What is being asked:
Omit the pictures, please, and give each record below again exactly.

Extracted data:
====
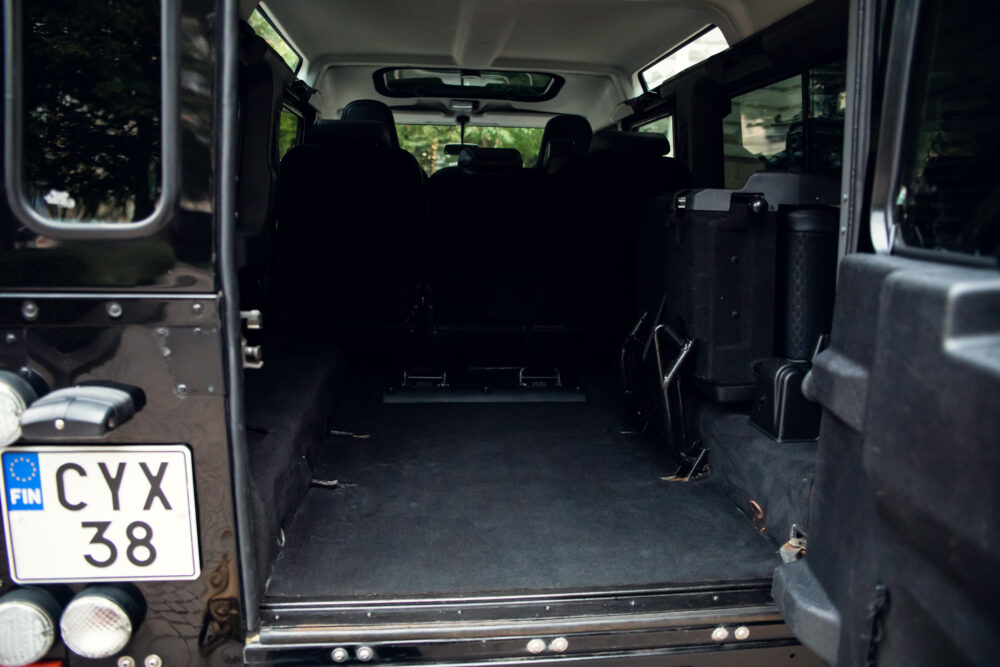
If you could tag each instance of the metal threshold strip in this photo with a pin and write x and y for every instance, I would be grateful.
(733, 616)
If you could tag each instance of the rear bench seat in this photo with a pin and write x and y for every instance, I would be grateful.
(349, 233)
(602, 196)
(487, 259)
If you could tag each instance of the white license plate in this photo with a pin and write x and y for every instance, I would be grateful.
(100, 513)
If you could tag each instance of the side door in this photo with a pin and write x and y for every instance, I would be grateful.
(904, 548)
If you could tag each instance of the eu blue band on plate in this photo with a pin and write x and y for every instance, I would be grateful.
(23, 481)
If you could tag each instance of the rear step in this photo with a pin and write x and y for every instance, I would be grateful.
(486, 385)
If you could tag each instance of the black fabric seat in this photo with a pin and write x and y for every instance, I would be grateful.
(603, 195)
(565, 138)
(349, 234)
(373, 111)
(484, 267)
(493, 278)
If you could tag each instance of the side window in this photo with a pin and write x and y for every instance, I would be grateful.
(794, 125)
(91, 126)
(950, 194)
(663, 125)
(289, 131)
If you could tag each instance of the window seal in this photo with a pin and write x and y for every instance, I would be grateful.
(892, 129)
(274, 26)
(169, 137)
(641, 74)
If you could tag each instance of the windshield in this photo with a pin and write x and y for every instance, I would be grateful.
(427, 142)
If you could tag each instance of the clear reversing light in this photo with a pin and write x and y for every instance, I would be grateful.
(16, 394)
(100, 620)
(28, 620)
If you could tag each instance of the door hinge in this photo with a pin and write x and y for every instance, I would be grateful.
(252, 354)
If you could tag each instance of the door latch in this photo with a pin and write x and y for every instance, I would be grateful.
(252, 354)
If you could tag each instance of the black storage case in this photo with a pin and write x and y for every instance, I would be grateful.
(727, 284)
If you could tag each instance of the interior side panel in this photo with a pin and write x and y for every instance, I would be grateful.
(907, 462)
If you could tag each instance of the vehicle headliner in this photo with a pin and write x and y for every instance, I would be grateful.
(597, 45)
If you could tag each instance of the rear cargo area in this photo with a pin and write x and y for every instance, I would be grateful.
(445, 493)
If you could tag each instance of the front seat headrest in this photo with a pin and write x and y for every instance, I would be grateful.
(349, 134)
(571, 133)
(479, 160)
(630, 144)
(372, 110)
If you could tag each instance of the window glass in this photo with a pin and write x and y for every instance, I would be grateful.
(767, 130)
(700, 48)
(951, 173)
(427, 142)
(262, 26)
(91, 119)
(663, 125)
(289, 131)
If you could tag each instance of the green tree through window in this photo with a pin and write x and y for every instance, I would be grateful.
(264, 29)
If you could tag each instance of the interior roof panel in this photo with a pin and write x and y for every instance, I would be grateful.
(619, 34)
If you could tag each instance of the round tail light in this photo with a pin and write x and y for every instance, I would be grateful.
(100, 620)
(28, 618)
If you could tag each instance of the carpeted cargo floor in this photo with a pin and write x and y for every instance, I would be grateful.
(465, 499)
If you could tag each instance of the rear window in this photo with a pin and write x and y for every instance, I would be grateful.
(91, 122)
(794, 125)
(950, 197)
(476, 84)
(427, 142)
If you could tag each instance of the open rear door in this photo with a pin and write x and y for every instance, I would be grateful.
(904, 550)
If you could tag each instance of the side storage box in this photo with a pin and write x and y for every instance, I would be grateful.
(722, 266)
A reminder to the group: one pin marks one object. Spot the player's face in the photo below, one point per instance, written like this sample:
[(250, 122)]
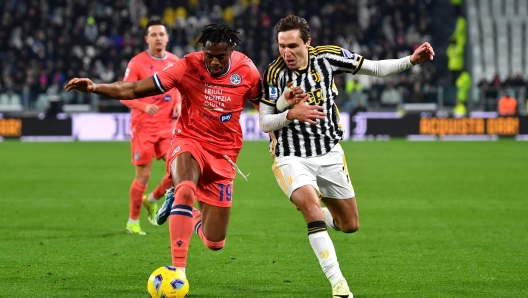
====
Response to the task:
If you could tag each instance of the metal threshold strip in this photo with a pin and write x and y for every instance, I would be grateful.
(733, 616)
If you could tag each instance of the rear bench seat in this photo with a pin and write x and y for every instance, I would be grateful.
(349, 233)
(602, 196)
(487, 259)
If you could tag each instance of the white license plate in this photo with a pin and write x and y for every instance, I would be grateful.
(100, 513)
If you could tag each instance of the side door in this photo with a pin and write x and y for every instance, I would be grateful.
(904, 548)
If you could tag each instance of the eu blue band on plate in this photo with a pin and write x and y for every instance, I would be grateful.
(23, 481)
If you could tag each instance of the rear step in this photo with a pin and write x and y for every instance, I would be grateful.
(486, 385)
If you could tag each instance of the black fabric seat in this photo with a pin and write x and y for every instance, I would be grateful.
(603, 195)
(565, 138)
(349, 234)
(373, 111)
(484, 267)
(493, 278)
If you could tag each instance of the side window in this photo with a pin and write x and y for every instance, I would be grateful.
(794, 125)
(91, 126)
(950, 194)
(663, 125)
(289, 131)
If you could tag each instance of the window seal in this photo with a pin and write x and y for every instance, I would be grateful.
(892, 129)
(274, 26)
(169, 137)
(641, 74)
If you could tag each instance of the windshield in this photo with a pin and write x and y for every instance, I would be grateful.
(427, 142)
If you could tag each instance of the clear reversing light in this photo with a pin and write x and y for every instance, I would be grateful.
(16, 394)
(100, 620)
(28, 620)
If you could tag each instance of the door hinge in this photo with a pin and write x and y for every instance, I would be grateful.
(252, 354)
If you could tag each instance of the door latch in this photo with a pin and write x and y for every instance, I would be grateful.
(252, 354)
If you could tag each instance of the black storage case in this photo with a pin and write x and y for every instance, I would be grateful.
(727, 284)
If you could tag each instance of the interior side panel in this photo with a pin and write x and y for every instance, I would be grateful.
(907, 462)
If you could tag each instance of the vehicle headliner in this photo with a pin and write x and y for every instance, I would be grateful.
(597, 45)
If you could tag each instance of the rear cargo area in this photo with a pin and write x and y for every instance, I would be grateful.
(445, 493)
If you could tag each instance of the front seat headrest in this photo with a pin and write x and y for every instance, I would be grateful.
(349, 134)
(571, 133)
(479, 160)
(630, 144)
(372, 110)
If you could tag each instance of the window glass in this photo with a pin and write x and y for every instance, I would be grateful.
(767, 130)
(700, 48)
(951, 173)
(427, 142)
(262, 26)
(91, 119)
(663, 125)
(289, 131)
If you could tag each instance of the green tree through window in this photo with a pin and write x and y for every instance, I would be grateful.
(264, 29)
If you could tag each instance of the interior roof panel in this photo with a pin and write x and y for every instance, I would be grateful.
(619, 34)
If you could tag each instance of the round tail light in this photo with a pin and write x and y for every instance, I would be grateful.
(100, 620)
(28, 618)
If you could tag each instance of the carpeted cargo floor in this photo with a pin and write x and y for every instance, I would be grateful.
(465, 499)
If you could tag each instance of the rear window in this photo with a pin and write x and y for every instance, I would be grateful.
(91, 122)
(794, 125)
(950, 197)
(476, 84)
(427, 142)
If you could tag each instance of the open rear door in this photo with a pin and write x and y for every instance, I would be grateful.
(904, 550)
If you could tag each instance of the side storage box in this photo with a pin and write x and y for every instance, I would be grateful.
(722, 266)
A reminder to the group: one pin marks one object. Spot the player's face in the photo below, one point per instance, written like this sample:
[(250, 122)]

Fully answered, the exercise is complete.